>>>>>

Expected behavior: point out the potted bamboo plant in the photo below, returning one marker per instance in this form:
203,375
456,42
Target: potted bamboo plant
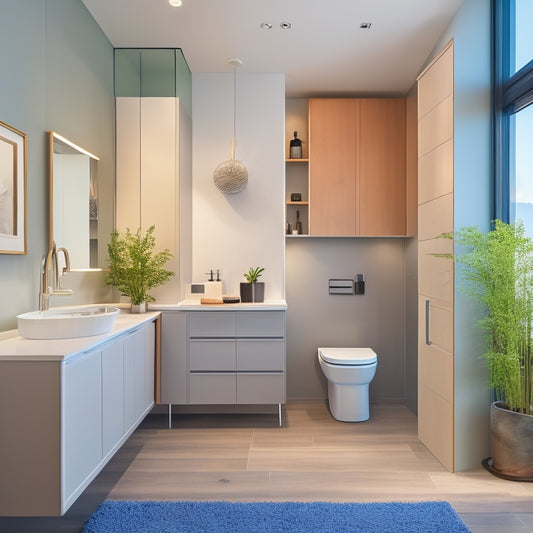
253,290
134,268
499,274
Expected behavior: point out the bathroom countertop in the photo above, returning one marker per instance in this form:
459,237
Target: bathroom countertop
269,305
13,347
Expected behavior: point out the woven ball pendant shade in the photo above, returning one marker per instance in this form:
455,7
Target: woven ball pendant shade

<<<<<

_Work required_
Reproduce word for word the lines beginning with the one that contains "Expected behavior: point out the woven" and ending with the final line of the items, including both.

_Response for this exercise_
Expected behavior: point out the woven ball pendant shade in the photo above, returning one marker per instance in this form:
455,7
Target: woven ball pendant shade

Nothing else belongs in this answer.